• [Tasks for this exercise]
1. Answer these questions about the forum thread on a CSV reading error, one line each:
(a) At which line did the poster also get an error?
(b) What error message does the third test line produce?
(c) What value does i show after the loop finishes?
2. Please retype the part of the forum thread on a CSV reading error that opens with the words containing "I also got error" and closes with "interpret python's output)".

• [Excerpted text]

Unicode related error when reading a .csv

I also got error at 104000-th line.

If I simplify it then problem is next:

#this is good!
julia> CSV.readsplitline(IOBuffer("104652,\"Thanks  \\ \",a"))
3-element Array{CSV.RawField,1}:
 CSV.RawField("104652", false)    
 CSV.RawField("Thanks  \\ ", true)
 CSV.RawField("a", false) 

#this is suspicios (I think that it is wrong if we like to interpret python's output)
julia> CSV.readsplitline(IOBuffer("104652,Thanks  \\,a"))
2-element Array{CSV.RawField,1}:
 CSV.RawField("104652", false)      
 CSV.RawField("Thanks  \\,a", false)

# this one end with error
julia> CSV.readsplitline(IOBuffer("104652,\"Thanks  \\\",a"))
ERROR: CSV.CSVError("EOF while trying to read the closing quote")
Stacktrace:
 [1] readsplitline!(::Array{CSV.RawField,1}, ::Base.AbstractIOBuffer{Array{UInt8,1}}, ::UInt8, ::UInt8, ::UInt8, ::Base.AbstractIOBuffer{Array{UInt8,1}}) at /home/palo/.julia/v0.6/CSV/src/io.jl:114
 [2] readsplitline(::Base.AbstractIOBuffer{Array{UInt8,1}}) at /home/palo/.julia/v0.6/CSV/src/io.jl:124

So it seems that escaping hack escape_double_quote is not enough. We have to escape backspace before quote as well.

Next worked without error (I read and split all rows):

julia> escape_double_quote(s::String) = replace(s, "\"\"", "\\\"");

julia> escape_back_quote(s::String) = replace(s, "\\\"", "\\\\\"");

julia> esca(s::String) = escape_double_quote(escape_back_quote(s));

julia> f = open("output_bitcointalk_unicode.csv?dl=0");

julia> i=0;it="";spl=[];for i in 1:2_000_000 it=readline(f); spl=CSV.readsplitline(IOBuffer(esca(it))); eof(f) && break; end

julia> i
1063934

Warning! I am not sure that you will get good data using this escaping hack!

1 Like

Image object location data
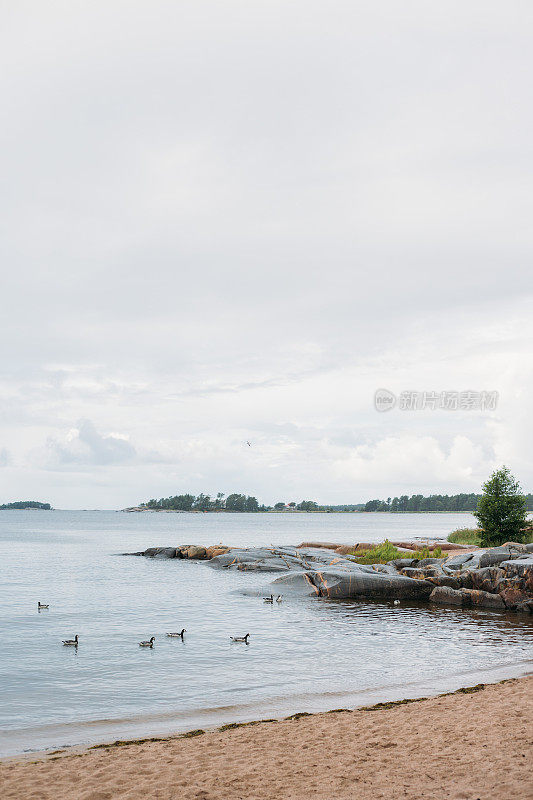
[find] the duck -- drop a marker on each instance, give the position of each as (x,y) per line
(240,638)
(176,635)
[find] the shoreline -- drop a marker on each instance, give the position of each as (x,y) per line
(473,742)
(212,720)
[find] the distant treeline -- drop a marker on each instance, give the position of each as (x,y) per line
(235,502)
(21,504)
(204,502)
(435,502)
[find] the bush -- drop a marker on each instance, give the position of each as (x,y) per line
(465,536)
(388,552)
(501,510)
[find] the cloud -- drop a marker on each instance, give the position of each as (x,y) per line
(247,244)
(83,446)
(5,457)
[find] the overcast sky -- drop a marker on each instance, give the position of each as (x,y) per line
(234,221)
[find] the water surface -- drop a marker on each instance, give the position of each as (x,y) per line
(304,654)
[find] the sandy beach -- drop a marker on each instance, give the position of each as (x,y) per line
(474,745)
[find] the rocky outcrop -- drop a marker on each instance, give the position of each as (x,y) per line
(498,578)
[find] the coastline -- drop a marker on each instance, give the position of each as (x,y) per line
(471,743)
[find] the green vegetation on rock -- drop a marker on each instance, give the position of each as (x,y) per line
(465,536)
(23,504)
(385,552)
(502,510)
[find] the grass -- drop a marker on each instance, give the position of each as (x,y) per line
(473,536)
(465,536)
(388,552)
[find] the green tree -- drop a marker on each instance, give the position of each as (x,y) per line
(501,510)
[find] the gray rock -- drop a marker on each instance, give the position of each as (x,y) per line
(340,584)
(518,566)
(458,562)
(160,552)
(445,595)
(495,556)
(401,563)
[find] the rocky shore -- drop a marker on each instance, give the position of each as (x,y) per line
(498,578)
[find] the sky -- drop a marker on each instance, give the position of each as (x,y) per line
(234,222)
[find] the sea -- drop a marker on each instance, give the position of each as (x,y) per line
(304,654)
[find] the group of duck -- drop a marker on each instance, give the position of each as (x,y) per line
(173,635)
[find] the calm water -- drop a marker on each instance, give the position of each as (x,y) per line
(305,654)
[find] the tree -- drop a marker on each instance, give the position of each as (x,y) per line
(307,505)
(501,510)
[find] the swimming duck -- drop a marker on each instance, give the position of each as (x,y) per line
(176,635)
(240,638)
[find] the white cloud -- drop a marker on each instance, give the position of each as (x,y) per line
(235,221)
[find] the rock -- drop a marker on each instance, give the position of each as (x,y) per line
(445,580)
(414,572)
(426,562)
(216,550)
(344,584)
(465,597)
(401,563)
(518,566)
(194,551)
(444,595)
(487,579)
(495,556)
(514,596)
(476,597)
(160,552)
(458,562)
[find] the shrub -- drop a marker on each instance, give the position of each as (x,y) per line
(465,536)
(386,551)
(501,510)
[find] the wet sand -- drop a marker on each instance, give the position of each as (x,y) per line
(473,745)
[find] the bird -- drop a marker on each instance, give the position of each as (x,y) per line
(176,635)
(240,638)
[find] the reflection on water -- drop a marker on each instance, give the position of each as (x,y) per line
(303,653)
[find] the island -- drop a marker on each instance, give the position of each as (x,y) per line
(22,505)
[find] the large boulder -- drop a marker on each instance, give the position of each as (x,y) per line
(514,596)
(197,552)
(446,596)
(216,550)
(495,556)
(475,597)
(356,583)
(160,552)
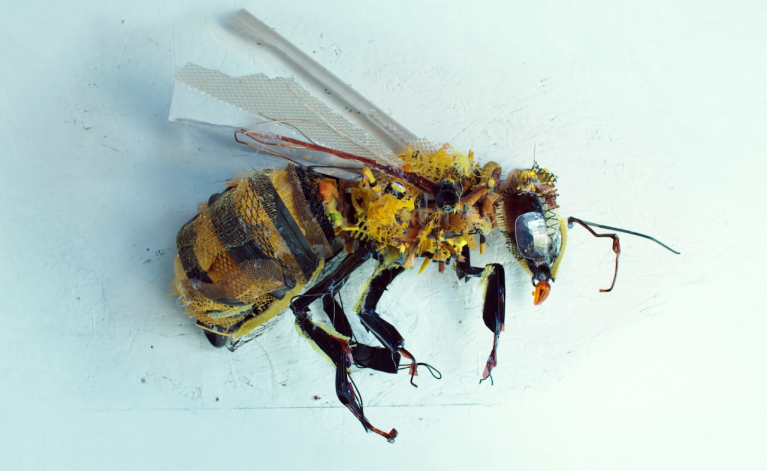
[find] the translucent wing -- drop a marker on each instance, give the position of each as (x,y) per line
(283,102)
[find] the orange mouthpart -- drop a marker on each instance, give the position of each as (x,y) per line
(541,292)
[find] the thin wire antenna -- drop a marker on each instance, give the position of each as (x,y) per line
(610,228)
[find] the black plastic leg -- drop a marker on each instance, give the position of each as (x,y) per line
(494,312)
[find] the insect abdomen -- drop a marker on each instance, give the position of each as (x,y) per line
(263,236)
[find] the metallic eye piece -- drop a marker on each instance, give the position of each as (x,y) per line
(532,237)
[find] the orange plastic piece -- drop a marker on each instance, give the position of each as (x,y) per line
(328,190)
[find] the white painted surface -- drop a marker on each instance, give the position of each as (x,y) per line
(652,115)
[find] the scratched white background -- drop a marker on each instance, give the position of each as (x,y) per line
(653,116)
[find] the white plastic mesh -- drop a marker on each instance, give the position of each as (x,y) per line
(283,99)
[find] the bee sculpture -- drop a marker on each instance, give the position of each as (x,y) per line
(281,239)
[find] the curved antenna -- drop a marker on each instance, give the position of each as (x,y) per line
(616,242)
(582,222)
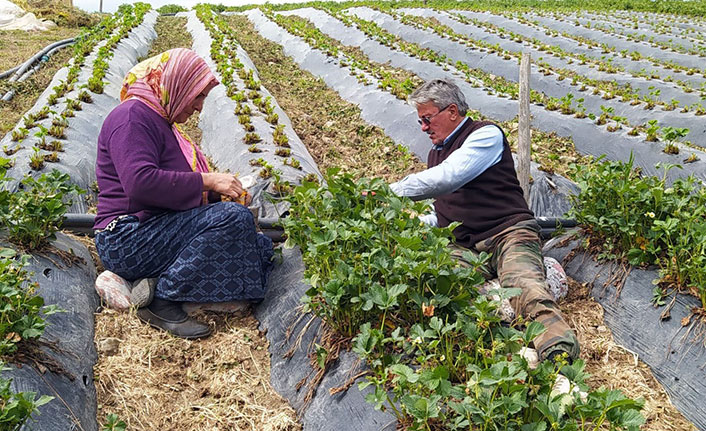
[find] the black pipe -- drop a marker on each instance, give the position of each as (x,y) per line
(83,224)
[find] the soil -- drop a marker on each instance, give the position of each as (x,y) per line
(330,127)
(614,367)
(18,46)
(154,381)
(312,106)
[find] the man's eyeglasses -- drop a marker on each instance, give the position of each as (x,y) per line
(427,120)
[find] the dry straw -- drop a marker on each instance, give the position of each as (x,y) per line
(154,381)
(613,366)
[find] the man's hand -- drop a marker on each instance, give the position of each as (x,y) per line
(225,184)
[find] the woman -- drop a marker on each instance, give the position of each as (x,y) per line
(152,219)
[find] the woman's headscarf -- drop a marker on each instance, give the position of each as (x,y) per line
(169,83)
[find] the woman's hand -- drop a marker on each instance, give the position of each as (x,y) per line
(225,184)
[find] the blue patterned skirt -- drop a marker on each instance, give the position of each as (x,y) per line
(207,254)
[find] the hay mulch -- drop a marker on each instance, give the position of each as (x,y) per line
(614,367)
(154,381)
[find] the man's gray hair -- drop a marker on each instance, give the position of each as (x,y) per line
(441,94)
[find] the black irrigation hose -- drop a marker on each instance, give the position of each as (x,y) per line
(83,223)
(9,72)
(25,70)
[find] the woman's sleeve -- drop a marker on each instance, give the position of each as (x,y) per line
(134,150)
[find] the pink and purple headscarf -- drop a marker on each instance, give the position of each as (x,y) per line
(169,83)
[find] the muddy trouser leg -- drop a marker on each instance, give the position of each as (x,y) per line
(457,252)
(517,256)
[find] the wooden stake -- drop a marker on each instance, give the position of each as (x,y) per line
(524,136)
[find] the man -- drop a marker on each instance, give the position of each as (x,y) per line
(472,177)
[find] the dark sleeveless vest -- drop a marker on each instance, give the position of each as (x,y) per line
(486,205)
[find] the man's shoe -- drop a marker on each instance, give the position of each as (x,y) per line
(142,292)
(169,316)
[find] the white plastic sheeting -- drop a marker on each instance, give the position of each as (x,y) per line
(223,135)
(79,156)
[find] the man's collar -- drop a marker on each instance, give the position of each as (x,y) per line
(451,135)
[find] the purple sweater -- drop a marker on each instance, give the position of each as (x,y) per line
(140,168)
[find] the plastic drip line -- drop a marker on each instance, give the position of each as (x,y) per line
(83,223)
(25,70)
(9,72)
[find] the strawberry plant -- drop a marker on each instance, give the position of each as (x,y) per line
(85,96)
(22,314)
(283,152)
(644,221)
(10,151)
(296,164)
(439,357)
(652,130)
(673,135)
(33,214)
(57,132)
(251,138)
(17,408)
(19,134)
(279,137)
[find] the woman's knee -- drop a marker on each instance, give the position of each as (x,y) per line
(231,214)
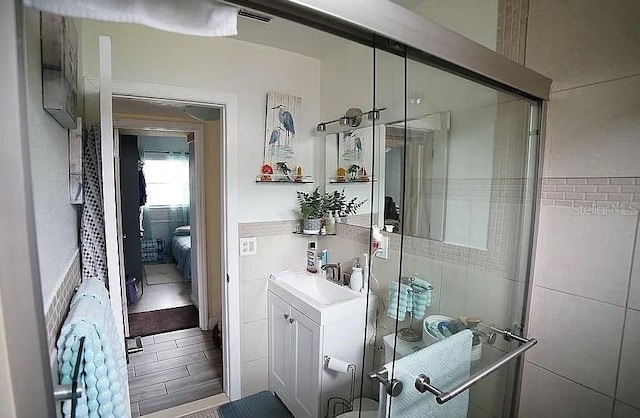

• [Complete answers]
1.
(a) The 104000th line.
(b) CSV.CSVError("EOF while trying to read the closing quote")
(c) 1063934

2.
I also got error at 104000-th line.

If I simplify it then problem is next:

#this is good!
julia> CSV.readsplitline(IOBuffer("104652,\"Thanks  \\ \",a"))
3-element Array{CSV.RawField,1}:
 CSV.RawField("104652", false)    
 CSV.RawField("Thanks  \\ ", true)
 CSV.RawField("a", false) 

#this is suspicios (I think that it is wrong if we like to interpret python's output)